More specifically, I want to know if my ll_given_modPars function below exists in one of the may R packages dealing with data modeling (lme4, glmm, etc.) as shown in this abstract example (not run):
library(lme4)
o_model <- lmer(observed ~ fixed.id + (1|random.id), data = O, REML = F)
n_logLik <- ll_given_modPars(model.estimates = o_model, data = N)
The fictional example above is on a linear mixed model for simplicity but I would like to eventually do this in a generalized linear mixed model which deals with the Poisson family or directly the negative binomial (for lme4: glmer(..., family="poisson") or glmer.nb ).
From what I could see most packages deal with parameter estimation (great, I need that) but then compare models on the same data with different combinations of fixed and random effects using anova or something to that extent which is not what I want to do.
I want the log likelihood for the same parameters on different data.
The main attempts made:
After not finding a function which seems to be doing that I thought of 'simply' tweaking the lme4 code to my purposes: it calculates the log likelihood for parameters given the data so I thought I could use the same framework but not have it optimize over different parameters but isolate the likelihood calculation function and just give it the parameters and the data. Unfortunately the code is a bit above my current skills https://github.com/lme4/lme4/blob/master/R/nbinom.R (I get a bit lost in how they use the objects over which they optimize).
I thought of doing the likelihood calculation myself, starting with a linear mixed model and then working my way up to more involved ones. But already with this example I'm having a hard time following the math and even when using the formula as specified the obtained log-likelihood is still different (I don't know why, see code in appendix) and I fear it will take me too long before I'll be able to do it for the more involved models (such as Poisson or negative binomial)
At this point I'm not sure what avenue is best to pursue and would appreciate any input you might have.
Appendix: Trying to calculate the log-likelihood (or finding a closed form approximation) based on How does lmer (from the R package lme4) compute log likelihood?. lmer (from lme4) gives a log-likelihood of -17.8 and I get -45.56
library(lme4)
set.seed(7)
n <- 2 # number of groups
m <- 4 # number of instances per group
fixed.effect <- c(0, -2, -1, 1)
tau <- 5 # standard deviation of random effects
sigma <- 2 # standard deviation of error
random.effect <- rnorm(n, mean=0, sd=tau)

> [Supplied information]:
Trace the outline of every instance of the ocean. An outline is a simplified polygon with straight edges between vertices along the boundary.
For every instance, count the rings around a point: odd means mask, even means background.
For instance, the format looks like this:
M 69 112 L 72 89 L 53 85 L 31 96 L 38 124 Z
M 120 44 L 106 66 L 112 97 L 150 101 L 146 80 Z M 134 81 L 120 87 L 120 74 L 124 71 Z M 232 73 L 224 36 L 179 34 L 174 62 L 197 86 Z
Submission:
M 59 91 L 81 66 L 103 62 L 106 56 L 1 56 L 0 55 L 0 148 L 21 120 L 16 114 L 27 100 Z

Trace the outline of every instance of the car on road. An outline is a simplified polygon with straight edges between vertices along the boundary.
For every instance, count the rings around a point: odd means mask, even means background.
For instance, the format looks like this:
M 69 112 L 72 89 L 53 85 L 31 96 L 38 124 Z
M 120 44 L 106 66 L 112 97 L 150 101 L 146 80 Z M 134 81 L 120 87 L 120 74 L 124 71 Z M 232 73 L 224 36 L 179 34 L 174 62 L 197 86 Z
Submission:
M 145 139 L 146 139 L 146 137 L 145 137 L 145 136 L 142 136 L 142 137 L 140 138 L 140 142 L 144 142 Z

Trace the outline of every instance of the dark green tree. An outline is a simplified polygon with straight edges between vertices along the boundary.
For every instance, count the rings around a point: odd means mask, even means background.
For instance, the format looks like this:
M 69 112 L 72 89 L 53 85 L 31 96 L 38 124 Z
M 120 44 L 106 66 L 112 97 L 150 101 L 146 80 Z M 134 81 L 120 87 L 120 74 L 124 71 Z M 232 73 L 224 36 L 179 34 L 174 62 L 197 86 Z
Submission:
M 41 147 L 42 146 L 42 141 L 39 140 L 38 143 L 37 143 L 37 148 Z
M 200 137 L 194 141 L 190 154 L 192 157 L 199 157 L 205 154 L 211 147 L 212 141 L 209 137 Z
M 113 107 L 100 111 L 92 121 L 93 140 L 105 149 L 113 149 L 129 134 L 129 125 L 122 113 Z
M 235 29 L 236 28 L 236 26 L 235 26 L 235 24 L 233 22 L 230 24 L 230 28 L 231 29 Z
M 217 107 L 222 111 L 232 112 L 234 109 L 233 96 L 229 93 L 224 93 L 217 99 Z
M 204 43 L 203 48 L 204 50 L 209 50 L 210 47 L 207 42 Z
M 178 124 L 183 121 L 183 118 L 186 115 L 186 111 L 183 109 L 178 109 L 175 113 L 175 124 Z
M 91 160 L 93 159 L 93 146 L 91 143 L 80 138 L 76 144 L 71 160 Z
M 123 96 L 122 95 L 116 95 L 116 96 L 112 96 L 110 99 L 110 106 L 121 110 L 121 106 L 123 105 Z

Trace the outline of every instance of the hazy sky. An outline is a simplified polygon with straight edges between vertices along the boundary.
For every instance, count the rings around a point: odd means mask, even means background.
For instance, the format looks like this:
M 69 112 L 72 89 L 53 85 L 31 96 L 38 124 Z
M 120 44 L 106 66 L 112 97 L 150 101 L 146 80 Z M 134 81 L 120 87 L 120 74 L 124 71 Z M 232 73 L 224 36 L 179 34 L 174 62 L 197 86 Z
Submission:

> [Exercise brief]:
Please retype the forum post from "n_logLik <- ll_given_modPars(model.estimates" up to and including "or glmer.nb ).". The rows are separate material with no connection to the forum post.

> [The solution]:
n_logLik <- ll_given_modPars(model.estimates = o_model, data = N)
The fictional example above is on a linear mixed model for simplicity but I would like to eventually do this in a generalized linear mixed model which deals with the Poisson family or directly the negative binomial (for lme4: glmer(..., family="poisson") or glmer.nb ).